_EXCERPTED TEXT_:
◆ ◆ ◆ ◆
Abstract

With the rapid development of robotic and AI technology in recent years, human–robot interaction has made great advancement, making practical social impact. Verbal commands are one of the most direct and frequently used means for human–robot interaction. Currently, such technology can enable robots to execute pre-defined tasks based on simple and direct and explicit language instructions, e.g., certain keywords must be used and detected. However, that is not the natural way for human to communicate. In this paper, we propose a novel task-based framework to enable the robot to comprehend human intentions using visual semantics information, such that the robot is able to satisfy human intentions based on natural language instructions (total three types, namely clear, vague, and feeling, are defined and tested). The proposed framework includes a language semantics module to extract the keywords despite the explicitly of the command instruction, a visual object recognition module to identify the objects in front of the robot, and a similarity computation algorithm to infer the intention based on the given task. The task is then translated into the commands for the robot accordingly. Experiments are performed and validated on a humanoid robot with a defined task: to pick the desired item out of multiple objects on the table, and hand over to one desired user out of multiple human participants. The results show that our algorithm can interact with different types of instructions, even with unseen sentence structures.
◆ ◆ ◆ ◆
_WHAT IS REQUIRED_:
Answer these questions from the abstract above:
(a) Which three types of natural language instructions are defined and tested?
(b) What three components make up the proposed framework?
(c) What task was the humanoid robot given in the experiments?
◆ ◆ ◆ ◆
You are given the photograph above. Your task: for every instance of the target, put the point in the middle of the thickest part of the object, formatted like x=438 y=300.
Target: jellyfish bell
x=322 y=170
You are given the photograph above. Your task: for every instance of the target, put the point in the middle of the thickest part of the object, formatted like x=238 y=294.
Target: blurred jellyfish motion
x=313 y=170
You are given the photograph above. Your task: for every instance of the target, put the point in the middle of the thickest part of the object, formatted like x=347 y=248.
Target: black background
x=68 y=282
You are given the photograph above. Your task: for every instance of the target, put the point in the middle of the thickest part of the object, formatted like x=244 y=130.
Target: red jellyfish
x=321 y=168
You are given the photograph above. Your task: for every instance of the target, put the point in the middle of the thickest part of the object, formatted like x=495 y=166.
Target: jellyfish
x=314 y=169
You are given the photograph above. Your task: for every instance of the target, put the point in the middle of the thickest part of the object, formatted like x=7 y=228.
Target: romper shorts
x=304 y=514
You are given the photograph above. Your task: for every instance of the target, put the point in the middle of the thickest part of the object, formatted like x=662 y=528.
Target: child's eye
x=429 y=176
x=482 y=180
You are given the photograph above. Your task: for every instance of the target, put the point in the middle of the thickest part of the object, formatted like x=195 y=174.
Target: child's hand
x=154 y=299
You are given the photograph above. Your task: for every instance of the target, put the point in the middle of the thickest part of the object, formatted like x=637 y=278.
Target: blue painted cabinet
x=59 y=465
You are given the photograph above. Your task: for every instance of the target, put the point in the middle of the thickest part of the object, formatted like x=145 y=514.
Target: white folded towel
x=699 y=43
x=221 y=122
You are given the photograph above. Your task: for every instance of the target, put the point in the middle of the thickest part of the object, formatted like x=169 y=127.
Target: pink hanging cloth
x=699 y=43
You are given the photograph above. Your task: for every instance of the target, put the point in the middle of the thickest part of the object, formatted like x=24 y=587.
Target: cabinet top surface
◆ ◆ ◆ ◆
_FINISHED EXERCISE_:
(a) Clear, vague, and feeling.
(b) A language semantics module to extract keywords, a visual object recognition module to identify the objects in front of the robot, and a similarity computation algorithm to infer the intention based on the given task.
(c) The robot had to pick the desired item out of multiple objects on the table and hand it over to one desired user out of multiple human participants.